- **Extrait**:

Attendons pour voir…
Nabil El Bousaadi
L’onde de choc de la guerre qui fait rage en Ukraine s’est propagée jusqu’en Asie de l’Est si bien que nombreux sont les Taïwanais qui craignent d’être les prochaines victimes dès lors que, depuis sa venue aux commandes de la Chine, le président Xi Jinping n’a eu de cesse de déclarer que la « réunification » de Taïwan avec la Chine continentale est un impératif « qui doit être réalisé et qui le sera » tôt ou tard, soit de manière pacifique soit par la force s’il en est besoin.
Pour rappel, ce concept de « Chine unique », qui n’est pas nouveau, avait été formulé, pour la première fois, en 1979, par Deng Xiaoping, l’ancien secrétaire du Parti Communiste Chinois, lorsque celui-ci avait lancé sa « politique de réunification pacifique » articulée autour du concept « un Etat, deux systèmes ».
Aussi, est-ce pour cette raison que des avions de chasse de l’Armée populaire de libération (APL), armée régulière de la République Populaire de Chine, font, très souvent, des incursions dans la Zone d’identification de défense aérienne (ADIZ), l’espace aérien, de Taïwan.
Mais en considérant que l’offensive russe en Ukraine pourrait servir de baromètre qui permettrait à la Chine d’évaluer le coût du recours à la force militaire pour « récupérer » Taïwan, il serait fort peu probable que cette dernière opte pour un tel schéma puisqu’à la différence de la Russie qui s’est trouvée acculée par le temps et par la proximité des forces de l’OTAN, la Chine dispose du temps nécessaire pour faire jouer, à sa guise et selon les circonstances, toutes les facettes de la guerre – juridique, psychologique ou encore économique – et de n’user, qu’en dernier recours, de la force militaire.
Autre difficulté et non des moindres, en étant une île et, de surcroît, bien armée du fait de l’important soutien que lui apportent les Etats-Unis – dont elle est le 9ème partenaire commercial avec 105,9 milliards de dollars de biens et services – et le Japon, Taïwan est, d’un point de vue militaire, beaucoup plus difficile à envahir que l’Ukraine, car la mise en œuvre d’une telle opération mettrait la Chine dans l’obligation d’organiser une invasion amphibie sophistiquée et très coûteuse.

- **Objectifs**:
**A.** Explique en une à trois phrases pourquoi, selon l'extrait, Taïwan serait militairement bien plus difficile à envahir que l'Ukraine.
**B.** Renvoie le passage de l'extrait qui s'ouvre sur les mots contenant « Aussi, est-ce pour » et se clôt sur « aérien, de Taïwan. ».

- **Données fournies**:
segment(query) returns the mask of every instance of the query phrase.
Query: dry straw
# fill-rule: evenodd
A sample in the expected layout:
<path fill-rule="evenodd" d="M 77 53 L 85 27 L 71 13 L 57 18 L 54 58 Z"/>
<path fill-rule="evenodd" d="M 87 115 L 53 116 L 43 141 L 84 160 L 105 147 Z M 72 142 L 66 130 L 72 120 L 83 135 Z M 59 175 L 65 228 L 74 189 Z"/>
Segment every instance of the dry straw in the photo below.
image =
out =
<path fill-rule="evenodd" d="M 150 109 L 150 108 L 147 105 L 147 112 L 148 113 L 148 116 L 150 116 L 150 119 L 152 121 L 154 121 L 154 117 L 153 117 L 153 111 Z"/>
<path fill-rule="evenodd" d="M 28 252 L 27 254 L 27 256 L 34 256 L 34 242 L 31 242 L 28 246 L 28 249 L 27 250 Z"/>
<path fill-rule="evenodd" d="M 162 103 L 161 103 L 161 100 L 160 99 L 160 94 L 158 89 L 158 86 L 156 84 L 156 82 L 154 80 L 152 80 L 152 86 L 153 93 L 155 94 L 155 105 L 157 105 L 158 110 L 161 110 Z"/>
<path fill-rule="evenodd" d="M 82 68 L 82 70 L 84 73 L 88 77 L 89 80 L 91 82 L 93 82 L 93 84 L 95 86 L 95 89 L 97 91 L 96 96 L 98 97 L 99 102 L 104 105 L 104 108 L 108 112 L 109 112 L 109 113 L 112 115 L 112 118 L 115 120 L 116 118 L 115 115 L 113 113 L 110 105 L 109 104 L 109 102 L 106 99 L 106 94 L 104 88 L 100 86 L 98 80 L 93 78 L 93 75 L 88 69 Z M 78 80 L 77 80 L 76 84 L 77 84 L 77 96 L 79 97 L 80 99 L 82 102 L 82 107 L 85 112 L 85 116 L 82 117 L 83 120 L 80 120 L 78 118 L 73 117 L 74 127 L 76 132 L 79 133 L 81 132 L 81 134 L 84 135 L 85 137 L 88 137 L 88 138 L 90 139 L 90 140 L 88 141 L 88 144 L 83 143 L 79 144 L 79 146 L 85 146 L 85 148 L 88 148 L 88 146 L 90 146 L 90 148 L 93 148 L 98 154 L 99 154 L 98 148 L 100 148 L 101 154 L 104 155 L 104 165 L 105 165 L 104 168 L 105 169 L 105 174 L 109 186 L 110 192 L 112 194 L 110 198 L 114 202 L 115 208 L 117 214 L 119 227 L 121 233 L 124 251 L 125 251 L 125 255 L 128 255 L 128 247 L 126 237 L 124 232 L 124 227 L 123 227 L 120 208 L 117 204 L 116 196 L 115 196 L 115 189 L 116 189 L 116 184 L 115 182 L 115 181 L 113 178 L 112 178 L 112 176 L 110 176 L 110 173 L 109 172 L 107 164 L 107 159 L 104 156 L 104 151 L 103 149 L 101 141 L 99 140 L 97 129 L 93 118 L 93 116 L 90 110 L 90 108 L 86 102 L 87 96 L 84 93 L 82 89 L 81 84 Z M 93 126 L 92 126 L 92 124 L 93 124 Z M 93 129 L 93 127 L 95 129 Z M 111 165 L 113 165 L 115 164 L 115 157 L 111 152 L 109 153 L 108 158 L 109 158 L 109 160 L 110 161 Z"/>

- **Réponses**:
**A.** Taïwan est une île, et elle est bien armée grâce à l'important soutien que lui apportent les États-Unis et le Japon. Une telle opération obligerait donc la Chine à organiser une invasion amphibie sophistiquée et très coûteuse.

**B.**
Aussi, est-ce pour cette raison que des avions de chasse de l’Armée populaire de libération (APL), armée régulière de la République Populaire de Chine, font, très souvent, des incursions dans la Zone d’identification de défense aérienne (ADIZ), l’espace aérien, de Taïwan.